_Work instructions_
List every line of the rows below that contains the string "shorts", treating uppercase and lowercase letters as distinct.
[begin Exercise material]
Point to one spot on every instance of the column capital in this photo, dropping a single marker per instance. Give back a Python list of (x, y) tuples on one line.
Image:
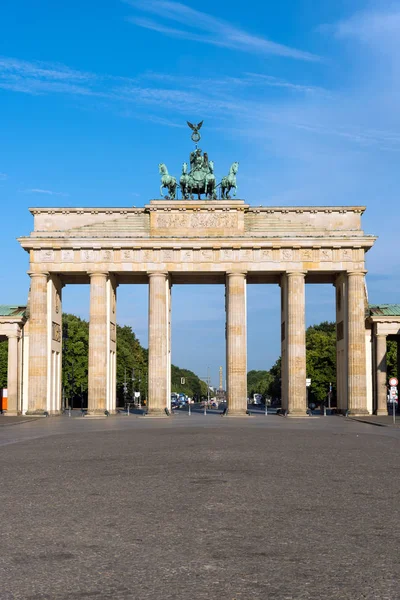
[(233, 273), (98, 273), (14, 334), (293, 273), (164, 274), (363, 272), (38, 274)]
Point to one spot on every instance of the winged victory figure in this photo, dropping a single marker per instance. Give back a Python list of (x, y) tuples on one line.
[(195, 135)]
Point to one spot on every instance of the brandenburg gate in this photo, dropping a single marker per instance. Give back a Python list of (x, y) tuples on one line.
[(171, 241)]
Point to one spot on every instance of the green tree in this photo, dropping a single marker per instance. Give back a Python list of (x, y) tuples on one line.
[(3, 363), (258, 382), (392, 359), (321, 359), (132, 364), (193, 385)]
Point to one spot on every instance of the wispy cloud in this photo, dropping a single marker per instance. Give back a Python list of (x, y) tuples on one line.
[(214, 31), (33, 77), (371, 25), (41, 191)]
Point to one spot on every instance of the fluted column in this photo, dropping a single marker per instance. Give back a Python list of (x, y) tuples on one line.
[(398, 357), (357, 376), (236, 344), (159, 371), (12, 375), (296, 345), (38, 345), (98, 332), (381, 375)]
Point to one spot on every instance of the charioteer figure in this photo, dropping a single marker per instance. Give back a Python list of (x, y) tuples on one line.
[(201, 179)]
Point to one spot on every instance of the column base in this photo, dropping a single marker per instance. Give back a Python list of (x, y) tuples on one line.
[(37, 413), (97, 412), (298, 413), (236, 413), (158, 413), (358, 412)]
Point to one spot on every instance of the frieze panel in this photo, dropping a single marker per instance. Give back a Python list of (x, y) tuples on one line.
[(306, 254), (45, 255), (56, 332), (147, 255), (67, 255), (127, 255), (287, 254), (198, 220), (107, 255), (167, 255), (246, 254), (187, 255), (346, 254), (227, 254), (326, 254), (266, 254), (206, 254), (88, 255)]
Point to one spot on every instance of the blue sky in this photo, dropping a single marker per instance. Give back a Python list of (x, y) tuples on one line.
[(305, 94)]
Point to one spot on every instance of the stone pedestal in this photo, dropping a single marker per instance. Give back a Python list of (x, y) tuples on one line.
[(295, 384), (12, 376), (381, 375), (38, 344), (357, 376), (98, 330), (159, 366), (236, 344)]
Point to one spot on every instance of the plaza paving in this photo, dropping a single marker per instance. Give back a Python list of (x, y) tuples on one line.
[(199, 507)]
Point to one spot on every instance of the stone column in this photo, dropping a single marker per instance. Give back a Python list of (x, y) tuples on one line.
[(398, 357), (159, 372), (357, 376), (236, 344), (381, 375), (12, 376), (38, 350), (98, 331), (296, 345)]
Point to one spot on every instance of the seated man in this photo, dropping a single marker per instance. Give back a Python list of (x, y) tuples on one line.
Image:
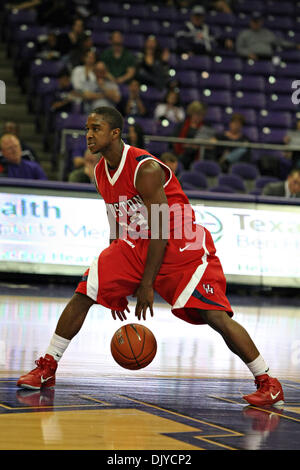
[(85, 174), (288, 188), (258, 42), (12, 165), (106, 92)]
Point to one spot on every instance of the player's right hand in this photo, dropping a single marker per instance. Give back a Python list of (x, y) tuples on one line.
[(120, 314)]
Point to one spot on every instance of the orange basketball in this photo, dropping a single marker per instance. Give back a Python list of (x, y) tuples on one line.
[(133, 346)]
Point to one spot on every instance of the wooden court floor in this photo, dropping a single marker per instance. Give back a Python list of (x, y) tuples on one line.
[(188, 398)]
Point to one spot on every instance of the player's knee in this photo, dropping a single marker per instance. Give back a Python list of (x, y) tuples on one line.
[(217, 319)]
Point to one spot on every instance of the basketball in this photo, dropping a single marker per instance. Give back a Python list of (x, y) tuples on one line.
[(133, 346)]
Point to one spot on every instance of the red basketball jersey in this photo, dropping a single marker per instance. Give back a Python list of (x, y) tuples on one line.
[(125, 205)]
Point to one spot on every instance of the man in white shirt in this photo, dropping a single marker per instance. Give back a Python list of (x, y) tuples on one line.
[(288, 188)]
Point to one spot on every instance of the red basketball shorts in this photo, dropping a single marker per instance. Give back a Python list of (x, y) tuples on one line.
[(189, 279)]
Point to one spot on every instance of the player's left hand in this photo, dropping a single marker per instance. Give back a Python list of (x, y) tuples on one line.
[(120, 314), (144, 299)]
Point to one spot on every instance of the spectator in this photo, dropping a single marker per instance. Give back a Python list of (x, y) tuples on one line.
[(171, 160), (257, 42), (65, 94), (85, 174), (170, 109), (11, 127), (195, 38), (293, 138), (229, 155), (106, 91), (71, 43), (83, 77), (192, 127), (119, 61), (12, 165), (288, 188), (49, 12), (152, 66), (135, 136), (134, 105), (48, 48)]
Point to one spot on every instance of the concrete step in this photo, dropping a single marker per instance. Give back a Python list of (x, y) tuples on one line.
[(15, 112)]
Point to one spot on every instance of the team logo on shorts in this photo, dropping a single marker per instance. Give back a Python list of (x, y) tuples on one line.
[(208, 288)]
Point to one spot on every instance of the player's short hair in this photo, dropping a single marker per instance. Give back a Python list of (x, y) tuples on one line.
[(112, 116)]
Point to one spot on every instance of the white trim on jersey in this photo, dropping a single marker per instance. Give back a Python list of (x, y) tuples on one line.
[(160, 163), (92, 281), (116, 175), (194, 281)]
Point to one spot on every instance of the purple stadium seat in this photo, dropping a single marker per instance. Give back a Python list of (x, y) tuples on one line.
[(280, 8), (280, 85), (227, 64), (279, 22), (248, 172), (219, 18), (252, 133), (198, 63), (147, 124), (111, 24), (46, 68), (249, 6), (249, 83), (188, 95), (187, 78), (26, 32), (272, 136), (245, 170), (133, 10), (248, 113), (110, 9), (279, 102), (292, 71), (157, 148), (17, 17), (141, 26), (214, 81), (215, 97), (249, 100), (214, 114), (210, 169), (165, 129), (101, 38), (260, 67), (196, 179), (70, 121), (134, 41), (207, 167), (163, 13), (261, 181), (275, 119), (234, 182), (221, 189)]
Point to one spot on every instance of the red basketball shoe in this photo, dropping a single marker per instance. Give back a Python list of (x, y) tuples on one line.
[(42, 376), (269, 392)]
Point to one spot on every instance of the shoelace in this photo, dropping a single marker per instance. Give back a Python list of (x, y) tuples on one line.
[(262, 384)]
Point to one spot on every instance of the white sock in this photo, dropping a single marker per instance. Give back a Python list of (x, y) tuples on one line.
[(57, 346), (258, 366)]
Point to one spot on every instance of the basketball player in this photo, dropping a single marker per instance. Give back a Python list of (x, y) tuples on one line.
[(182, 267)]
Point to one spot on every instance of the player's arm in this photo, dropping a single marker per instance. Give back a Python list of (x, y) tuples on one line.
[(149, 184)]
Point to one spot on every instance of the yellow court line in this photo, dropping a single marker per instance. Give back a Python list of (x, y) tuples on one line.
[(51, 407), (87, 397), (257, 408), (236, 433)]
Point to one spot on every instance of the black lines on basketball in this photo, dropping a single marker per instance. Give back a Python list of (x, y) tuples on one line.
[(133, 346)]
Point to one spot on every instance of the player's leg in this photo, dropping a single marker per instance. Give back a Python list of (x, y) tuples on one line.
[(269, 390), (69, 324)]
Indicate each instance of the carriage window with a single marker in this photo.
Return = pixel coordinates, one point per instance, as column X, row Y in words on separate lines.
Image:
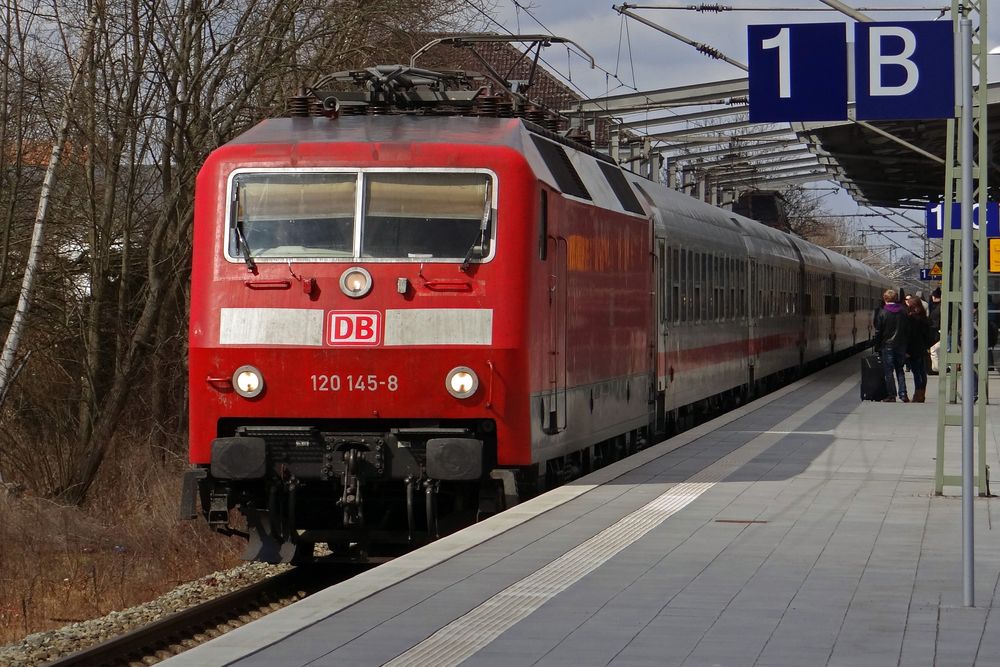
[end Exercise material]
_Result of this task_
Point to one spot on every instance of the red basketball shorts in this photo, dropping a single marker per instance. Give back a Python list of (x, y) tuples on one line.
Point to one spot on every instance of the team logo on shorts in this photo, dropping a single marker per instance. Give back a Python list of (x, y) tuples on one line.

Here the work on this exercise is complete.